──────── TEXTAUSZUG ────────
Ein Fußballkrimi ist dieser Thriller von Philipp Kadelbach ganz und gar nicht. Ganz im Gegenteil, eigentlich. Der Ball an sich, kommt fast gar nicht ins Bild. Um so mehr aber eine „Industrie“ die im kleinen wie im ganz grossen immer mehr Fäden in der Hand hat, von denen wir im sogenannten Sportjournalismus (bis auf ehrenwerte Ausnahmen) allerdings fast nichts erfahren.
Wenn Sie vor der EM 2024 auf Spanien als Gewinner des Turniers gewettet haben, meinen Glückwunsch! Die Quoten gegen England werden aber nicht überragend gewesen sein. Viel mehr Kohle hätten Sie zB. mit der korrekten Vorhersage des Achtelfinalspiels 2016 der Isländer gegen England gemacht. 18:1 war die Quote. Hätte ich das damals geahnt, müsste ich heute nicht mehr arbeiten.
Wenn Sie sich noch an dieses vorletzte Europa-Turnier erinnern, und es mit dem vergleichen, was das Kartell aus den öffentlich-rechtlichen ARD/ZDF, dem Kölner Privatsender RTL und einem Telekom-Derivat in diesem Jahr in die deutschen Wohnzimmer geliefert hat, oder wenn Sie auch nur samstäglich die ARD-Sportschau einschalten, dann wird ihnen vielleicht aufgefallen sein, was es vor acht Jahren so auch noch nicht gegeben hat: Die Durchdringung der TV Werbung von Werbespots internationaler Sportwettenveranstalter.
──────── BEREITGESTELLTE DATEN ────────
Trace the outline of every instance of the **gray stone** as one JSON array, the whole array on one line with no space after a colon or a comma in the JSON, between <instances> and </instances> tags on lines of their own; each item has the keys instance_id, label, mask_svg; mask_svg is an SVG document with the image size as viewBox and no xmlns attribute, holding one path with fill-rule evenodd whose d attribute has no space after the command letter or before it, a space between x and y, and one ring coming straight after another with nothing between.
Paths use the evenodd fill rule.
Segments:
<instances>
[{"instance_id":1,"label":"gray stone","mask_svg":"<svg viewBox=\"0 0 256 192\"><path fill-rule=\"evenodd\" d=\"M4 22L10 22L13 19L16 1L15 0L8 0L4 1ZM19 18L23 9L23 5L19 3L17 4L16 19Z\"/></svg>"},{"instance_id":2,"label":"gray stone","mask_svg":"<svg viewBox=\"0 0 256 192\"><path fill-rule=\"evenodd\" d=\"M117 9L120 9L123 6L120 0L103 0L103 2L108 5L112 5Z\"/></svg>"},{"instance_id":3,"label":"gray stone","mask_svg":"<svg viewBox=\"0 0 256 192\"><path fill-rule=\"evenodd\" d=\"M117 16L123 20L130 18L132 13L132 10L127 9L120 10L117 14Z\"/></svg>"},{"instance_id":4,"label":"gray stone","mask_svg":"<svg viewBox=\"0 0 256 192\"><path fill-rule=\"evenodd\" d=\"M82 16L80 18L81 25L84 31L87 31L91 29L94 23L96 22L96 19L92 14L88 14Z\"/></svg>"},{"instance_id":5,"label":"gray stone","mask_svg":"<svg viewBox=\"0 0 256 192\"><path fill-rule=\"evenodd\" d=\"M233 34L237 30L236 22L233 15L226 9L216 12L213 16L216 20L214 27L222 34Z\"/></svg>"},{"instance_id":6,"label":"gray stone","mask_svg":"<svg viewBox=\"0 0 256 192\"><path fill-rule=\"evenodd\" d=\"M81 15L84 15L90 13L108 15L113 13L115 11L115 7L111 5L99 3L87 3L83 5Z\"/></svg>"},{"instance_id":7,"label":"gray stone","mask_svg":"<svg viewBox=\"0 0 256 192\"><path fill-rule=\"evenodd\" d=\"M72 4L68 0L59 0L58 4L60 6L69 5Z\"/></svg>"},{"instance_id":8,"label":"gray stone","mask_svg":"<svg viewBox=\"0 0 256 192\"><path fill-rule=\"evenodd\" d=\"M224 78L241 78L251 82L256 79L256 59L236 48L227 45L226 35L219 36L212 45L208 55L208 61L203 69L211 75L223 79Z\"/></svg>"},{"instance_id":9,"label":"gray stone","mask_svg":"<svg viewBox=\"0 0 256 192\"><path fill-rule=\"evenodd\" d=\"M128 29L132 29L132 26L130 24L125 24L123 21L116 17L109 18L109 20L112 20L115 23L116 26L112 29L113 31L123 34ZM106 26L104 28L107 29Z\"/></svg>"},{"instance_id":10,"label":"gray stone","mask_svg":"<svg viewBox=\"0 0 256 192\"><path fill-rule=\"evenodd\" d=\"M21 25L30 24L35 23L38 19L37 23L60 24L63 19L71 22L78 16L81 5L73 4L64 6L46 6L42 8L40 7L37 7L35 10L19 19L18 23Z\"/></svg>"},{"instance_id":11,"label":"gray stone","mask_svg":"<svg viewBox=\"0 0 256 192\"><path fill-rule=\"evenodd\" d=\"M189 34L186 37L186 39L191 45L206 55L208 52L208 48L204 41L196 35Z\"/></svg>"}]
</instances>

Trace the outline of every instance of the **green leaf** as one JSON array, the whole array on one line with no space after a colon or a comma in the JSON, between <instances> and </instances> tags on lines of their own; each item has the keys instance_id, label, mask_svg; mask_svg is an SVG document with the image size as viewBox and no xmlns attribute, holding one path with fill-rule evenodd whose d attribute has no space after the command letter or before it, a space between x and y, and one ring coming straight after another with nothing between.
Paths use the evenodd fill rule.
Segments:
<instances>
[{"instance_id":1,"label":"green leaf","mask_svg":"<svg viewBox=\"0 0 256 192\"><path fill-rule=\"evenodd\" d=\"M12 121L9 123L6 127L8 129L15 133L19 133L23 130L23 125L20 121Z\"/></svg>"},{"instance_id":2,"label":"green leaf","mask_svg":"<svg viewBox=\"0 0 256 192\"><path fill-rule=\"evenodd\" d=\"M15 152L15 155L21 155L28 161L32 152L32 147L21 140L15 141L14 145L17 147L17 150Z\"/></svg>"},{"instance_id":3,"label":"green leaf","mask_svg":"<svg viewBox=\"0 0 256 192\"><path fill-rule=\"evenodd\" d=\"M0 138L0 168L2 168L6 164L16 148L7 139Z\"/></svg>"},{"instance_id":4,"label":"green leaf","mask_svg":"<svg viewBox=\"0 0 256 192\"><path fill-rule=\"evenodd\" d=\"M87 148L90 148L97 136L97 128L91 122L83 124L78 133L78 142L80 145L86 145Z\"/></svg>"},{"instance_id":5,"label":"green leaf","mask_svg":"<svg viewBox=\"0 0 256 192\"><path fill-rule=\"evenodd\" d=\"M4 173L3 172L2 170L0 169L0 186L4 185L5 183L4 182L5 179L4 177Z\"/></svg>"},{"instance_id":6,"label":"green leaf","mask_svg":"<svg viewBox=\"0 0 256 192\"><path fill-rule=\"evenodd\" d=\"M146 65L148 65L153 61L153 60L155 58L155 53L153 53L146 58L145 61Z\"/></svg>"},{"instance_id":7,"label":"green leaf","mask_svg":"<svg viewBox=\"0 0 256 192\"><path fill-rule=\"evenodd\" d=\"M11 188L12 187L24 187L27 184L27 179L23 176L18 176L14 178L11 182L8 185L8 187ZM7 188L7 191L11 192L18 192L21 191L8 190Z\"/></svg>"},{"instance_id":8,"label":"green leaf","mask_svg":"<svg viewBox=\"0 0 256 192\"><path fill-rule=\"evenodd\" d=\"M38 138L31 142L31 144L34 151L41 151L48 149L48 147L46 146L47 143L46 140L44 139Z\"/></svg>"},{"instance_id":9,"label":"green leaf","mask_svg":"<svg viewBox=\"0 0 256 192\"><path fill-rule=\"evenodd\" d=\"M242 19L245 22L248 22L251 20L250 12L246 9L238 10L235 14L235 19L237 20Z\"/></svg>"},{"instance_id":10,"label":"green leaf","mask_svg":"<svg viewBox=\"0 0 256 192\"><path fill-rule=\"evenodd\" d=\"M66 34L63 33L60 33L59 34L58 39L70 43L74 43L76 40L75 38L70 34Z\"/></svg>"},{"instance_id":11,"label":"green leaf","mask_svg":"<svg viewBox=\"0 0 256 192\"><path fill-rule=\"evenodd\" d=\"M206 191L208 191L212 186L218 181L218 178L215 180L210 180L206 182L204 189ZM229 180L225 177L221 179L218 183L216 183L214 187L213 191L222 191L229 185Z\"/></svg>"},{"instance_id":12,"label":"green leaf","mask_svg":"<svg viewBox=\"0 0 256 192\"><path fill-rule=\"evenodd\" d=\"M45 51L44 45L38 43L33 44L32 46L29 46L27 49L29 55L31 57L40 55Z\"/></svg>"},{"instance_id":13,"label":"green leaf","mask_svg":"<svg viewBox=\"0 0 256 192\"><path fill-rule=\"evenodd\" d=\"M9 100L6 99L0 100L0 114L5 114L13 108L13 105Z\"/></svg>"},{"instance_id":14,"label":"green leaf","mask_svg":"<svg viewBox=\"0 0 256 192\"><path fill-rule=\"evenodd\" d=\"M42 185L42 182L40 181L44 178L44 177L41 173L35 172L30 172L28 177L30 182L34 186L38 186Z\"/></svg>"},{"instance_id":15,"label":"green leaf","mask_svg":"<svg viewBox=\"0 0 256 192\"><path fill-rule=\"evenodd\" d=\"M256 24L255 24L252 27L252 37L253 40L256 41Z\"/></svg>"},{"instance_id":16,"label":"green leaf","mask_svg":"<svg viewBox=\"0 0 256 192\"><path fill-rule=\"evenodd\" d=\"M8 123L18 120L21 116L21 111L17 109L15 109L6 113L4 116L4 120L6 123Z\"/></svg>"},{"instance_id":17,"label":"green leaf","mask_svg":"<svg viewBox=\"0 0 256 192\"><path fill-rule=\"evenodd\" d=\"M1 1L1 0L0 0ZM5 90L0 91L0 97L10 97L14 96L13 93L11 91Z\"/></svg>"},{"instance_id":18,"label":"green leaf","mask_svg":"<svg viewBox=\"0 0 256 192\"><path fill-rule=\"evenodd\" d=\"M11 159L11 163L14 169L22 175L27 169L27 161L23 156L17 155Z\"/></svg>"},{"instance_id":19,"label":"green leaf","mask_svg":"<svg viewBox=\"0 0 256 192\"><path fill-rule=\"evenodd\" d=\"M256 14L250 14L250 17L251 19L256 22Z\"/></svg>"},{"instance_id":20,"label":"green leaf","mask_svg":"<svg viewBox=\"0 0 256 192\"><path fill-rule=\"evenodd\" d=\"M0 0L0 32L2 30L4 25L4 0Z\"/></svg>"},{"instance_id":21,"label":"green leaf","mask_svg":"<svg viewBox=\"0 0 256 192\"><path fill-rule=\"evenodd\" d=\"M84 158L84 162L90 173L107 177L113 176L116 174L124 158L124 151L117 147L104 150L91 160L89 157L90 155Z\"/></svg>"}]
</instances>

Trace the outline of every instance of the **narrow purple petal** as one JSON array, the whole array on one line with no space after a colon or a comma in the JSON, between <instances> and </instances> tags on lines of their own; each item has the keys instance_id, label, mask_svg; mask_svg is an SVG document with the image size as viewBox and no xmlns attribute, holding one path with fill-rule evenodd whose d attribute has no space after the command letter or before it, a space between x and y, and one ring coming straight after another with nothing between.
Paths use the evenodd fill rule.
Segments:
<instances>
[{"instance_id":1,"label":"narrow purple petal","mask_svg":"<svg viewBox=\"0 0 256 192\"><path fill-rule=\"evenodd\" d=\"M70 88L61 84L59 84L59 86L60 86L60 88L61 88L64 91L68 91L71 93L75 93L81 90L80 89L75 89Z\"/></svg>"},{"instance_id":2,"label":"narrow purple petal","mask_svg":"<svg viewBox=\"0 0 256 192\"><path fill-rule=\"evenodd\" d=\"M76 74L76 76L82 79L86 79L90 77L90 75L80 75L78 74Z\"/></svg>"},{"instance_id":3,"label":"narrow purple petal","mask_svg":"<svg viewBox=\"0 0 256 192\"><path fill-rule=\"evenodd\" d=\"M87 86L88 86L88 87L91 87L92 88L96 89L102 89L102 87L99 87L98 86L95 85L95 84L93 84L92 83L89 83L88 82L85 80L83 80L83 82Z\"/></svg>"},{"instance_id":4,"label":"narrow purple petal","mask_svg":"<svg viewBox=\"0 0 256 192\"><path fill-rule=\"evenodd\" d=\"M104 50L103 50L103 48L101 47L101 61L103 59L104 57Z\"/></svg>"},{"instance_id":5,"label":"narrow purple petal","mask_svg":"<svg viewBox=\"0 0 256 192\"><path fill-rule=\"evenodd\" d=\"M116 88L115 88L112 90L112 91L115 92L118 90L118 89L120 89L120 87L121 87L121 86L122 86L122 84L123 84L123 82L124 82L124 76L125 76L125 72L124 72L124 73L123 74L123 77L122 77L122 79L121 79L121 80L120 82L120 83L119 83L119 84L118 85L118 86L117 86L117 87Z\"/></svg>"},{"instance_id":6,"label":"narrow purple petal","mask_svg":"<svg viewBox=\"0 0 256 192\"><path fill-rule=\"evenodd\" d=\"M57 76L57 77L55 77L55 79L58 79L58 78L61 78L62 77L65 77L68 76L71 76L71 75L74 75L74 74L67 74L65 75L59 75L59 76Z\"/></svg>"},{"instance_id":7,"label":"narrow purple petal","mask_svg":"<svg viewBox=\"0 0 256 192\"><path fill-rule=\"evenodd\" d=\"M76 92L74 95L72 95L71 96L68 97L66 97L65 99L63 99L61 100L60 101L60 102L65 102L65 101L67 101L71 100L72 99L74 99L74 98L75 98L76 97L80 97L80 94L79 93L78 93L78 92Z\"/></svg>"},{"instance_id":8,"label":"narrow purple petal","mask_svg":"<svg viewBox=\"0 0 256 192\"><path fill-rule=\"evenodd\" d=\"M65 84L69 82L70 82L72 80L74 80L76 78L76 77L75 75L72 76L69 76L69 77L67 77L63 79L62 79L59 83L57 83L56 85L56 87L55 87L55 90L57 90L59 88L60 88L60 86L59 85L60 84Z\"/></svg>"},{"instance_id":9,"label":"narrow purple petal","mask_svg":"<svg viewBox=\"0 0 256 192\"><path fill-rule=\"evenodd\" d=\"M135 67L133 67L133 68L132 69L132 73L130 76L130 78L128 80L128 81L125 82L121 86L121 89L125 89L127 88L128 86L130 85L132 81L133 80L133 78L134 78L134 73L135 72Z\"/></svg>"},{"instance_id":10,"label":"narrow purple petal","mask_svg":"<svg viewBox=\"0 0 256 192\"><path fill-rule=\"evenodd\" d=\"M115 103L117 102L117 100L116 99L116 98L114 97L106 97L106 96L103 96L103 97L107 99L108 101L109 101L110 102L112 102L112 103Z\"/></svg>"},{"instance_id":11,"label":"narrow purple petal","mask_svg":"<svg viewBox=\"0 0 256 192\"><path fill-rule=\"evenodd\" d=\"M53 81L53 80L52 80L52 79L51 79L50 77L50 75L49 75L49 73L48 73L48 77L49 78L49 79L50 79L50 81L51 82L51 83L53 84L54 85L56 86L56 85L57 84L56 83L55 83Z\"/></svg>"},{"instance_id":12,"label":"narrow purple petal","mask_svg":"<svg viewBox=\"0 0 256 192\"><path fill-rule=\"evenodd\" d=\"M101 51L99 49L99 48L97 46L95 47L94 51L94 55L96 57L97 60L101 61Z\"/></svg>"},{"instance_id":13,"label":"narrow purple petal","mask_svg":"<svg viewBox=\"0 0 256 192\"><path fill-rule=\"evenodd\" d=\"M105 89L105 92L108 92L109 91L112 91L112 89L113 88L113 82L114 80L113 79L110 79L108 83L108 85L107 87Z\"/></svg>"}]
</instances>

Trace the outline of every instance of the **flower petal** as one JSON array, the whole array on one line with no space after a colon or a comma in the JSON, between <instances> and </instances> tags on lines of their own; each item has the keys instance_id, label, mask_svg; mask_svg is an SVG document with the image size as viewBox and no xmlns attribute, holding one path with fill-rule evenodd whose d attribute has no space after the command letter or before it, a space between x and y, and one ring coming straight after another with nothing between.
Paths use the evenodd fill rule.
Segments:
────────
_AUFGABEN:_
[1] Nenne alle Fernsehsender, die im Textauszug namentlich erwähnt werden.
[2] Tausche in den Einträgen, beginnend mit der Zeile, die „Trace the outline of every instance of the **flower“ enthält, und endend mit der letzten Zeile der Einträge, „evenodd“ gegen „nonzero“ aus. Gib nur diese Zeilen wieder, sonst unverändert.

_LÖSUNGEN:_
[1] ARD, ZDF, RTL

[2]
Trace the outline of every instance of the **flower petal** as one JSON array, the whole array on one line with no space after a colon or a comma in the JSON, between <instances> and </instances> tags on lines of their own; each item has the keys instance_id, label, mask_svg; mask_svg is an SVG document with the image size as viewBox and no xmlns attribute, holding one path with fill-rule nonzero whose d attribute has no space after the command letter or before it, a space between x and y, and one ring coming straight after another with nothing between.
Paths use the nonzero fill rule.
Segments:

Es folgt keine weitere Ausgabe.